▸ **OBJECTIFS**
a) Citez sans rien modifier le passage du texte sur la numérisation des services publics qui va de « La question de » jusqu'à « nos services publics. ».
b) Répondez aux questions suivantes d'après le texte sur la numérisation des services publics :
(i) Quels sont les trois piliers de la société que cette numérisation menace ?
(ii) Que dissimule en réalité la « dématérialisation » des services publics ?
(iii) Que n'ont pas les personnes exclues de la révolution technologique pour naviguer dans « cet océan numérique » ?
c) Rédigez la suite du texte sur la numérisation des services publics en reprenant juste après sa dernière phrase.

Numérisation des services publics : la grande menace

La question de la numérisation des services publics n’est pas technologique. Elle a des implications qui ont à voir avec l’accès équitable à ces services, nos droits fondamentaux et la justice sociale. La promesse de la numérisation tout azimut telle qu’elle est posée dans le débat public est parée de toutes les vertus : efficacité, accessibilité, modernité, et en prime, elle permettrait de faire mieux avec moins. Moins d’argent public et moins d’agents publics.  Mais cette « dématérialisation » dissimule en réalité une déshumanisation de nos services publics.

Derrière la promesse se cache une réalité qui fait mal et menace les piliers mêmes de notre société : l’égalité, la liberté, la justice. La numérisation des services publics telle qu’elle est aujourd’hui mise en œuvre tourne le dos aux fondamentaux qui ont guidé le développement de ces services publics. Ceux-ci sont censés mettre en œuvre l’action sociale de l’Etat qui vise l’émancipation collective et individuelle des citoyen·nes. Mais la numérisation que nous constatons détourne les services publics de leurs missions originelles en éloignant les usagers des services auxquels ils ont droit et en généralisant l’arbitraire comme mode de gestion des prestations.

 

La fracture numérique, une exclusion silencieuse, mais dévastatrice. 

La numérisation était censée faciliter l’accès aux services publics. Mais pour qui? Lorsque l’on constate que dans les faits, des millions de nos concitoyen·nes se trouvent exclu·es de cette révolution technologique ? Les personnes âgées, les précaires, les exilé·s, les jeunes en difficulté, les personnes en situation de handicap : toutes celles et tous ceux qui n’ont ni les outils, ni les compétences nécessaires pour naviguer dans cet océan numérique. Ils se voient dépossédés de leurs droits, mais aussi privés de leurs voix. Pour beaucoup d’entre nous, la présence d’un interlocuteur humain et l’accompagnement bienveillant dans nos démarches est une nécessité pour garantir l’accessibilité des services.

▸ **DONNÉES FOURNIES**
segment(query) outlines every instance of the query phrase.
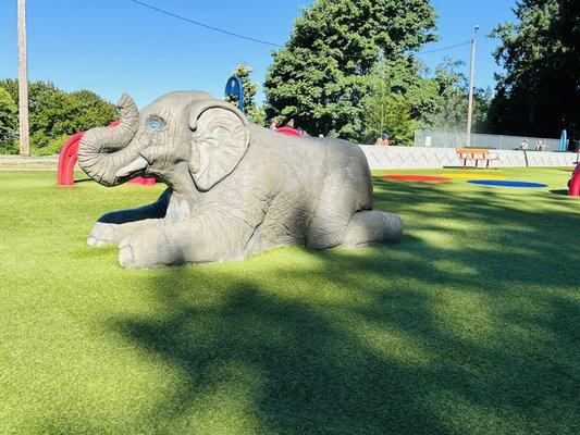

▸ **RÉSULTATS PAR CONSIGNE**
a)
La question de la numérisation des services publics n’est pas technologique. Elle a des implications qui ont à voir avec l’accès équitable à ces services, nos droits fondamentaux et la justice sociale. La promesse de la numérisation tout azimut telle qu’elle est posée dans le débat public est parée de toutes les vertus : efficacité, accessibilité, modernité, et en prime, elle permettrait de faire mieux avec moins. Moins d’argent public et moins d’agents publics.  Mais cette « dématérialisation » dissimule en réalité une déshumanisation de nos services publics.

b)
(i) L'égalité, la liberté et la justice.
(ii) Une déshumanisation des services publics.
(iii) Ni les outils ni les compétences nécessaires.

c)
 

Le déploiement de l’usage d’algorithmes dans la numérisation des services publics nous plonge dans un monde où les décisions qui façonnent nos vies et nos droits sont prises dans une opacité totale

L’accès aux aides sociales, la gestion de la santé, l’accompagnement à l’emploi : ces secteurs vitaux sont désormais régis par des logiques automatisées, dénuées de toute compréhension des réalités humaines. Ces algorithmes, loin d’assurer une justice sociale, génèrent des injustices : erreurs non corrigées, biais inconscients ou voulus, stigmatisation systémique des plus vulnérables. Ce modèle technologique est dangereux, car il éradique tout dialogue ou recours, et établit comme standard la déshumanisation et l’arbitraire dans les décisions publiques. Il nous inclus dans une société de surveillance, où chaque mouvement est observé, chaque geste étiqueté et - au fond - où chaque citoyen est potentiellement suspect.

 

La privatisation et la dépendance aux grandes entreprises est un renoncement à notre souveraineté.

Une part croissante de la numérisation de nos services publics est confiée à des entreprises privées. Les géants du numérique, les GAFAM, tissent leur toile autour de nos droits les plus essentiels : la santé, l’éducation, la justice. Pourtant, le modèle économique de ces multinationales consiste à transformer nos droits sociaux en marchandises, nos données en ressources et au final, à réduire le citoyen en consommateur captif. 

Ce marché de l’intime, de la vie privée, est fondamentalement incompatible avec le principe même de services publics. Ce modèle de société est dangereux et menace les fondements même de la République Sociale. L’Etat, et les services qui relèvent de ses capacités régaliennes, doit reprendre le contrôle. Nous devons bâtir une infrastructure numérique publique, souveraine et transparente, au service des citoyens. Ce n’est pas dans l’ombre des multinationales que notre avenir doit se dessiner, mais dans la lumière d’une démocratie ouverte et solidaire.

 

L’impact environnemental de la numérisation constitue une menace pour la planète. 

La numérisation des services publics ne peut être pensée sans tenir compte de son empreinte écologique. Les data centers, énergivores, absorbent des quantités colossales d’énergie et participent activement au réchauffement climatique. L’illusion de la dématérialisation est dangereuse lorsqu’elle masque l’exploitation effrénée des ressources de notre planète. La transition numérique doit se penser sous le prisme de l’écologie. Nous ne pouvons sacrifier l’avenir des générations futures pour des innovations mal comprises, qui ignorent - et même combattent - les véritables enjeux sociaux et écologiques. Pour cela, notre modèle numérique doit être conçu au moyen d’infrastructures low tech et décentralisées.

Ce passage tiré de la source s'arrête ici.